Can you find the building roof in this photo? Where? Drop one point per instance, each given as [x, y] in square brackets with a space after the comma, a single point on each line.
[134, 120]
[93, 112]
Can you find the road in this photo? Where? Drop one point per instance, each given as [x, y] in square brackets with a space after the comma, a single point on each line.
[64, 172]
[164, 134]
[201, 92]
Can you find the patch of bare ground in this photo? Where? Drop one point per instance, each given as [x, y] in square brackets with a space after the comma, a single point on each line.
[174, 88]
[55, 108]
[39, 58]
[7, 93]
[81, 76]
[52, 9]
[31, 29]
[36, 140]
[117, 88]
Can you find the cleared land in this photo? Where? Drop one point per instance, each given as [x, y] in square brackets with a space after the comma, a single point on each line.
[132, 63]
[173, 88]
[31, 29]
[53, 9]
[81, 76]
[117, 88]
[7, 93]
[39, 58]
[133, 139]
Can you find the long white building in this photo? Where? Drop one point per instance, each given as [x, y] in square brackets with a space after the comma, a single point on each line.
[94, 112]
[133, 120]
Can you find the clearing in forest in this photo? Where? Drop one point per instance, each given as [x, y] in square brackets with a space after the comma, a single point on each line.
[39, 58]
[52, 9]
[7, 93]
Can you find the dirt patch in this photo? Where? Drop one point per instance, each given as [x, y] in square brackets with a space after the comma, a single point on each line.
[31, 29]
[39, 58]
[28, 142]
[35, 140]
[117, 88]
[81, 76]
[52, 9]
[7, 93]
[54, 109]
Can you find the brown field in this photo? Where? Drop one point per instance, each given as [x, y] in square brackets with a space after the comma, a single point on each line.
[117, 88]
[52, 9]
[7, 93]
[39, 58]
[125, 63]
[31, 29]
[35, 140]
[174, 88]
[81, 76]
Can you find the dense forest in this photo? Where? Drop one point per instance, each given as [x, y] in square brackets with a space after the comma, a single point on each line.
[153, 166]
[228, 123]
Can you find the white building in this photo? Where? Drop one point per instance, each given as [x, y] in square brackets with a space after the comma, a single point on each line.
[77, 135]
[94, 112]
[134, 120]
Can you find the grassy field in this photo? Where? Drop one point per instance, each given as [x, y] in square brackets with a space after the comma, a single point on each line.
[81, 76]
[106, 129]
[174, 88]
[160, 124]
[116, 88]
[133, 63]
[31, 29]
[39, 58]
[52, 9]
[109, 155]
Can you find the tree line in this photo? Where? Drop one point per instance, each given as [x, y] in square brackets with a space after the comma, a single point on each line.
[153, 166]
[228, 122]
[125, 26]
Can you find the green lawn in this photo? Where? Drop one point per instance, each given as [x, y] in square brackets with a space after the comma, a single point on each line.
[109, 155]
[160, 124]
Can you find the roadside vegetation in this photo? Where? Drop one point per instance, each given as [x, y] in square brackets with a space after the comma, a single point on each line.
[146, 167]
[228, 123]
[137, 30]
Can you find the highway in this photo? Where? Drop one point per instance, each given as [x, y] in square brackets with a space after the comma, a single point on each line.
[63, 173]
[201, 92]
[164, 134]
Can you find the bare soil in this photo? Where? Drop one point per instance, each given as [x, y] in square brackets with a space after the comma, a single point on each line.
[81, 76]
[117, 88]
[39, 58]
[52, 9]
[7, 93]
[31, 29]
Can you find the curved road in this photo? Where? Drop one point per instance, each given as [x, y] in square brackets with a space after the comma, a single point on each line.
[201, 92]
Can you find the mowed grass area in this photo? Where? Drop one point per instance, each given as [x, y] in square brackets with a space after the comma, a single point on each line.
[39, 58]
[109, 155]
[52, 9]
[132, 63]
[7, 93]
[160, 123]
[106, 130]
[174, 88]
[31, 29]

● GIVEN PROBLEM
Would you give again, word for word, every line from the one with "Can you find the grassy" through the final line of the listing above?

● RESPONSE TO THIS EXERCISE
Can you find the grassy field in this photo? Where? Drop one point per instance, each given as [x, y] in square brackets with a space after the comma, a single point on each line.
[81, 76]
[106, 129]
[174, 88]
[160, 124]
[116, 88]
[133, 63]
[31, 29]
[39, 58]
[52, 9]
[109, 155]
Can you find the tree line in this photo? Where? Drop one point per instance, each given as [x, y] in square brackets with a space after the comma, a single point on each line.
[153, 166]
[228, 122]
[125, 26]
Can you find the green lawn in this photo? Where? Drop one point per instance, each given as [x, y] in square brackets with a space after the comma, a single point on each line.
[109, 155]
[160, 124]
Can you find the roadside vegetation in this photo? Where? Drop one point per instance, each given as [x, y] in square brackets with a space after the comma, a single point on each line.
[146, 167]
[228, 123]
[137, 30]
Can you find the highway in this photo? Where? Drop one point per instance, each given as [x, y] in square brackets with a space after the comma, a single point on each line.
[63, 173]
[201, 92]
[164, 134]
Can you find the bare soil in this photo? Where? Drop one point per instance, each given as [x, y] in square brackets with a space after the comma, a single point on each line.
[81, 76]
[117, 88]
[39, 58]
[52, 9]
[7, 93]
[31, 29]
Can you find the curved road in this photo? Where? Drop one point per instance, each given as [x, y] in square brackets with a space after the comma, a single point on each line.
[201, 92]
Can you find the mowed grass area in this photo? Where? Drop one point per instance, each given as [x, y] in square brackets with a space after the comma, a single point on each line.
[39, 58]
[109, 155]
[52, 9]
[132, 63]
[7, 93]
[160, 123]
[106, 130]
[174, 88]
[31, 29]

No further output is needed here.